[Stored entries]
::::::::::

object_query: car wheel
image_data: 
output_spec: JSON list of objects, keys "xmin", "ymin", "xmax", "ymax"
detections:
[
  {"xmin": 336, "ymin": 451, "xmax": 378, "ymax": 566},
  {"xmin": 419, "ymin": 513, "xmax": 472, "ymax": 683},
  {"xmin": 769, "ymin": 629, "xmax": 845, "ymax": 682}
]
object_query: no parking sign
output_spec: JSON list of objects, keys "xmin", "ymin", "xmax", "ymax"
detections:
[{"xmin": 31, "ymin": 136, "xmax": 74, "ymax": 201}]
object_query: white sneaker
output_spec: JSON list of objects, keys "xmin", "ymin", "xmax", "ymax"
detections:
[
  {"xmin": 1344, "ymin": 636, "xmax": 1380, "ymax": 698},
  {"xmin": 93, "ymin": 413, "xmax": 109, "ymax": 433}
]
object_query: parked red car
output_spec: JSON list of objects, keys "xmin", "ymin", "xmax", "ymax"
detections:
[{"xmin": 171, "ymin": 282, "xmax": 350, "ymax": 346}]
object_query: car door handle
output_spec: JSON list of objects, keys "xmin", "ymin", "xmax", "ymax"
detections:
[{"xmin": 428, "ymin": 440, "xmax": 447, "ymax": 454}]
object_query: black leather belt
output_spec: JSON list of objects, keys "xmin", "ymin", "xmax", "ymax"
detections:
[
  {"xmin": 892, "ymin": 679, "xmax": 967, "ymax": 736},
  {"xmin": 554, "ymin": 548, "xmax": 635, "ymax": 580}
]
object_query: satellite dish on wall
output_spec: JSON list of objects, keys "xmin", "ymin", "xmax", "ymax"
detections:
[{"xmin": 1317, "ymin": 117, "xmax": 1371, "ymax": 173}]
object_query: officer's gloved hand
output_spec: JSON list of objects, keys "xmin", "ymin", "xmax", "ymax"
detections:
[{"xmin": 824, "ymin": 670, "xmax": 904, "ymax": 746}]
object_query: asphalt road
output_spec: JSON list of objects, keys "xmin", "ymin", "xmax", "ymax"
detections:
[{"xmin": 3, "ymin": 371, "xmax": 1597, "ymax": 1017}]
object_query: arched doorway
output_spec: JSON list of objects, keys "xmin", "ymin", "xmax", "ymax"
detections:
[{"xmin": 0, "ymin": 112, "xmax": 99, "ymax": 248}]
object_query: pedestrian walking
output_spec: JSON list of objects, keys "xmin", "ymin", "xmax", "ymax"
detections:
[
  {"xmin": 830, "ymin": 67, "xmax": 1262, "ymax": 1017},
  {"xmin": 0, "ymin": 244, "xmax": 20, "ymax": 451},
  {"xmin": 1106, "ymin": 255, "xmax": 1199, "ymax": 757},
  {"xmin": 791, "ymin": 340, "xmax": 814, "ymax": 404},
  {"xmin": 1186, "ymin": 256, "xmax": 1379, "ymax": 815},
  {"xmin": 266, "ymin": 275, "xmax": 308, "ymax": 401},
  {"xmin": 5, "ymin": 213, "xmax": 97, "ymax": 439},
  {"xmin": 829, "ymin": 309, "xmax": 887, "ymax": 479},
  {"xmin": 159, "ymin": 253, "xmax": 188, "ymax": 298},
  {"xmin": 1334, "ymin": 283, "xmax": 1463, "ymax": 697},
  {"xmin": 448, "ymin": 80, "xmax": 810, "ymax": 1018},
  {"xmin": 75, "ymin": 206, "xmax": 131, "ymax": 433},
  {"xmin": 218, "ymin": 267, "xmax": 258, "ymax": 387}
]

::::::::::

▶ [Problem]:
Without leaving anything out, transcribe the records above exactly.

▶ [Completed task]:
object_query: car wheel
image_data: 
output_spec: JSON list of objects, keys "xmin", "ymin", "xmax", "ymax"
detections:
[
  {"xmin": 336, "ymin": 451, "xmax": 378, "ymax": 566},
  {"xmin": 419, "ymin": 513, "xmax": 472, "ymax": 683},
  {"xmin": 769, "ymin": 629, "xmax": 845, "ymax": 682}
]
object_query: no parking sign
output_spec: JSON list of objects, keys "xmin", "ymin", "xmax", "ymax"
detections:
[{"xmin": 31, "ymin": 136, "xmax": 74, "ymax": 201}]
object_query: white sneaker
output_spec: JSON list of objects, keys "xmin", "ymin", "xmax", "ymax"
detections:
[
  {"xmin": 1344, "ymin": 636, "xmax": 1380, "ymax": 698},
  {"xmin": 93, "ymin": 413, "xmax": 109, "ymax": 433}
]
object_query: parked red car
output_spec: JSON list of objects, keys "xmin", "ymin", "xmax", "ymax"
detections:
[{"xmin": 171, "ymin": 282, "xmax": 350, "ymax": 346}]
object_query: car door handle
output_spec: JSON list of objects, keys "xmin", "ymin", "xmax", "ymax"
detections:
[{"xmin": 428, "ymin": 440, "xmax": 447, "ymax": 454}]
object_query: black leather belt
output_spec: JSON list of objects, keys "xmin", "ymin", "xmax", "ymax"
detections:
[
  {"xmin": 892, "ymin": 679, "xmax": 967, "ymax": 736},
  {"xmin": 554, "ymin": 548, "xmax": 635, "ymax": 580}
]
object_query: satellite dish on wall
output_spec: JSON list of objects, keys "xmin", "ymin", "xmax", "ymax"
detections:
[{"xmin": 1317, "ymin": 117, "xmax": 1371, "ymax": 173}]
object_query: officer's gloved hand
output_spec: JSON list of objects, keys "xmin", "ymin", "xmax", "ymax"
detections:
[{"xmin": 824, "ymin": 670, "xmax": 904, "ymax": 746}]
object_query: asphalt road
output_spec: JSON list of objects, keys "xmin", "ymin", "xmax", "ymax"
detections:
[{"xmin": 3, "ymin": 371, "xmax": 1597, "ymax": 1017}]
object_query: arched doorway
output_spec: JSON list of objects, keys "xmin", "ymin", "xmax", "ymax"
detections:
[{"xmin": 0, "ymin": 112, "xmax": 99, "ymax": 248}]
object_query: pedestrian walking
output_spec: JSON list of objects, keys "xmin", "ymin", "xmax", "ymax"
detections:
[
  {"xmin": 830, "ymin": 67, "xmax": 1262, "ymax": 1017},
  {"xmin": 0, "ymin": 244, "xmax": 20, "ymax": 451},
  {"xmin": 1106, "ymin": 255, "xmax": 1199, "ymax": 757},
  {"xmin": 791, "ymin": 340, "xmax": 814, "ymax": 404},
  {"xmin": 1186, "ymin": 256, "xmax": 1379, "ymax": 815},
  {"xmin": 266, "ymin": 275, "xmax": 308, "ymax": 401},
  {"xmin": 5, "ymin": 213, "xmax": 97, "ymax": 439},
  {"xmin": 829, "ymin": 309, "xmax": 887, "ymax": 479},
  {"xmin": 159, "ymin": 253, "xmax": 188, "ymax": 298},
  {"xmin": 1334, "ymin": 283, "xmax": 1463, "ymax": 697},
  {"xmin": 448, "ymin": 80, "xmax": 810, "ymax": 1018},
  {"xmin": 75, "ymin": 206, "xmax": 131, "ymax": 433},
  {"xmin": 218, "ymin": 267, "xmax": 258, "ymax": 387}
]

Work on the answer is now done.